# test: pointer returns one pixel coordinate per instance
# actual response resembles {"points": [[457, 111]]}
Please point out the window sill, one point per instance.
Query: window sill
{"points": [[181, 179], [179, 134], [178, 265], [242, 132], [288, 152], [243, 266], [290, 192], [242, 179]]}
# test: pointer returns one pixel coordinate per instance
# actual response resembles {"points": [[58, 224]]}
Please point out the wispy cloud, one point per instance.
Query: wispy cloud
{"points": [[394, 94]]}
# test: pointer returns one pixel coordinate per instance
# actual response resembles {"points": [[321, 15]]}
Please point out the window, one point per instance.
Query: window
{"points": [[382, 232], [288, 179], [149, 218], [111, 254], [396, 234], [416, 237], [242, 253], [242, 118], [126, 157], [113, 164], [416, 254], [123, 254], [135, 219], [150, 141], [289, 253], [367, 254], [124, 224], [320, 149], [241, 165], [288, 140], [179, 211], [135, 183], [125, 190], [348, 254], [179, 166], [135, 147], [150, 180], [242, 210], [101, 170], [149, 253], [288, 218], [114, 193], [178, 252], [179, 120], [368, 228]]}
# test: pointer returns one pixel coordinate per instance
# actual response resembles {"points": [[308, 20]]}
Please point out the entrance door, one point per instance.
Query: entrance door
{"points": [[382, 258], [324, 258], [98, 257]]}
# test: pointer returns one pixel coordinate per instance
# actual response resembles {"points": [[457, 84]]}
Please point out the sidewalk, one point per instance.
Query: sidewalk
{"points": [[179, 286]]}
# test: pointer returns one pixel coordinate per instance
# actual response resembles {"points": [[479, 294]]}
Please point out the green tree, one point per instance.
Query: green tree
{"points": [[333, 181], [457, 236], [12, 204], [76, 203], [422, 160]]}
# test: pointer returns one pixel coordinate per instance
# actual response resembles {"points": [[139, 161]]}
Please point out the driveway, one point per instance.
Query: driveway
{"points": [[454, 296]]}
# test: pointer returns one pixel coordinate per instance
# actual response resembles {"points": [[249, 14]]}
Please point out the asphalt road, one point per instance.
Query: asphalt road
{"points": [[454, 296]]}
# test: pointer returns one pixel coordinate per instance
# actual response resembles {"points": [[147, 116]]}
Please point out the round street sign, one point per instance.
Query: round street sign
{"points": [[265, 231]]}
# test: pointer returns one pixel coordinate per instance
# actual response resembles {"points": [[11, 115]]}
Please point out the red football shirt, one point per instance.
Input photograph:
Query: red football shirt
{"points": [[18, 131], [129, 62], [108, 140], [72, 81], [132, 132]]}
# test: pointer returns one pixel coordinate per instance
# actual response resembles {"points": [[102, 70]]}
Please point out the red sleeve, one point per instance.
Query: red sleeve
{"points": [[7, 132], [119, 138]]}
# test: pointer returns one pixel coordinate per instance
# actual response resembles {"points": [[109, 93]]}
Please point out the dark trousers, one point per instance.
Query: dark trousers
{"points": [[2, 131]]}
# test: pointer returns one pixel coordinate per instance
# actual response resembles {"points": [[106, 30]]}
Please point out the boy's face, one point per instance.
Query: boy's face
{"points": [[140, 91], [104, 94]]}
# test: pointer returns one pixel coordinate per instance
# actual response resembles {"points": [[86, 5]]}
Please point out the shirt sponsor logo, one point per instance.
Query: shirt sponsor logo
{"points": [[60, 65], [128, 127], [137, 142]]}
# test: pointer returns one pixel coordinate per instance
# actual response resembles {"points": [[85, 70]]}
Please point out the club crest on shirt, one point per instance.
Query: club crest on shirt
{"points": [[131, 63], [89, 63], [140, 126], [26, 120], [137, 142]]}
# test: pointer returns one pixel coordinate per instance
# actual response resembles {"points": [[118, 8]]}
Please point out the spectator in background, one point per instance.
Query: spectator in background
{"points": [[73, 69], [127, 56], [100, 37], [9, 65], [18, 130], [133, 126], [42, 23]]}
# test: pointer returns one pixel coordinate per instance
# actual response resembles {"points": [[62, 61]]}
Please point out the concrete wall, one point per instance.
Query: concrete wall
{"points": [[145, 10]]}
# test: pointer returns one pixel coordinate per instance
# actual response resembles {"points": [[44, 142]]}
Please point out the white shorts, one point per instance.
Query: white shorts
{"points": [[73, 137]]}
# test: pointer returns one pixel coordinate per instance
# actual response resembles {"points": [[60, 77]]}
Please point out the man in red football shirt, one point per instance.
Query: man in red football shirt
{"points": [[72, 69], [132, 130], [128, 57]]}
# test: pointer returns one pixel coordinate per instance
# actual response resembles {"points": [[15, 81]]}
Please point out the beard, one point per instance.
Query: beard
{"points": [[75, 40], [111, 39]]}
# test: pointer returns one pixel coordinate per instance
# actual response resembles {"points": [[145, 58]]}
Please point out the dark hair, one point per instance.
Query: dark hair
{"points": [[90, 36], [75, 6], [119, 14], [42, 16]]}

> **Your instructions**
Print all of the entries above again, reproducing every line character for character without changing anything.

> **Answer for the task**
# test: pointer returns one pixel coordinate per instance
# actual response resembles {"points": [[457, 111]]}
Please point out the window sill, one point per instance.
Query: window sill
{"points": [[181, 179], [179, 134], [178, 265], [242, 132], [288, 152], [243, 266], [290, 192], [242, 179]]}
# test: pointer returns one pixel coordinate per instance
# actual response resembles {"points": [[58, 224]]}
Please point out the wispy cloud, one point per instance.
Query: wispy cloud
{"points": [[394, 94]]}
# test: pointer returns one pixel coordinate per instance
# actual response resembles {"points": [[321, 15]]}
Please point out the window, one point per instance.
Query: window
{"points": [[382, 232], [288, 179], [149, 218], [111, 254], [396, 234], [416, 237], [242, 253], [242, 118], [126, 157], [113, 164], [416, 254], [123, 254], [135, 219], [150, 141], [289, 253], [367, 254], [124, 224], [320, 149], [241, 165], [288, 140], [179, 211], [135, 183], [125, 190], [348, 254], [179, 166], [135, 147], [150, 180], [242, 210], [101, 170], [149, 253], [288, 218], [114, 193], [178, 252], [179, 120], [368, 228]]}
# test: pointer returns one pixel coordinate per instance
# actual response resembles {"points": [[308, 20]]}
Please point out the entrance door, one point per instance.
Query: entrance door
{"points": [[382, 258], [324, 258], [98, 257]]}
# test: pointer returns one pixel coordinate per instance
# actual response resembles {"points": [[457, 84]]}
Please point out the sidewalk, one point per instance.
Query: sidewalk
{"points": [[179, 286]]}
# test: pointer returns one pixel coordinate per instance
# actual response resembles {"points": [[479, 294]]}
Please point out the green tree, one point per instance.
Query: green tree
{"points": [[333, 181], [457, 236], [12, 204], [76, 203], [422, 160]]}
# test: pointer returns one pixel coordinate per instance
# actual response resembles {"points": [[139, 161]]}
Please point out the driveway, one point per instance.
Query: driveway
{"points": [[454, 296]]}
# test: pointer returns one pixel coordinate per instance
# actual response resembles {"points": [[249, 14]]}
Please point out the asphalt road, one point per instance.
Query: asphalt road
{"points": [[454, 296]]}
# test: pointer returns one pixel coordinate per instance
# actual response resembles {"points": [[147, 116]]}
Please point out the round street sign, one point per instance.
Query: round street sign
{"points": [[265, 231]]}
# test: pointer returns one pixel coordinate per instance
# actual response resembles {"points": [[11, 115]]}
Please point out the red football shirt, one point per instance.
Input photograph:
Query: red football shirt
{"points": [[18, 131], [129, 62], [108, 140], [72, 81], [132, 132]]}
# test: pointer returns one pixel coordinate per instance
# actual response resembles {"points": [[102, 70]]}
Please point out the red sleeve, one point per instance.
Query: red sleeve
{"points": [[7, 132], [119, 138]]}
# test: pointer returns one pixel coordinate per instance
# actual response resembles {"points": [[109, 93]]}
Please point out the dark trousers, one point per instance.
Query: dark trousers
{"points": [[2, 131]]}
# test: pointer returns one pixel coordinate per instance
# actual response resembles {"points": [[106, 30]]}
Please point out the boy's face, one point per instance.
Query: boy's face
{"points": [[140, 91], [104, 94]]}
# test: pointer returns one pixel coordinate per instance
# actual response resembles {"points": [[86, 5]]}
Please point out the shirt sponsor logo, one point per instance.
Query: shirt sponsor logo
{"points": [[60, 65], [128, 127], [137, 142]]}
# test: pointer returns one pixel coordinate per instance
# actual response resembles {"points": [[85, 70]]}
Please point out the club crest on shirt, one point per instance.
Query: club crest on shirt
{"points": [[131, 63], [89, 63], [140, 126], [26, 120], [137, 142]]}
# test: pointer returns one pixel coordinate per instance
# actual response resembles {"points": [[118, 8]]}
Please point out the spectator in background, one point per instance.
Query: spectator in background
{"points": [[73, 69], [127, 56], [100, 37], [9, 65], [18, 130], [133, 126], [42, 23]]}
# test: pointer returns one pixel coordinate per instance
# actual response resembles {"points": [[62, 61]]}
Please point out the concrete wall, one point per instance.
Query: concrete wall
{"points": [[145, 10]]}
# test: pointer returns one pixel coordinate per instance
# actual response resembles {"points": [[44, 142]]}
Please point out the white shorts, one point per instance.
Query: white shorts
{"points": [[73, 137]]}
# test: pointer returns one pixel coordinate per instance
# actual response resembles {"points": [[60, 77]]}
Please point out the man in red football shirt, one point per instance.
Query: man in red football shirt
{"points": [[72, 69], [132, 130], [128, 57]]}
# test: pointer returns one pixel coordinate per instance
# actual response resembles {"points": [[15, 81]]}
Please point out the beard, one point per instance.
Query: beard
{"points": [[75, 40], [111, 39]]}
# test: pointer returns one pixel coordinate per instance
# actual response resembles {"points": [[145, 58]]}
Please point out the dark hair, one point per instance.
Query: dark hair
{"points": [[90, 36], [75, 6], [119, 14], [42, 16]]}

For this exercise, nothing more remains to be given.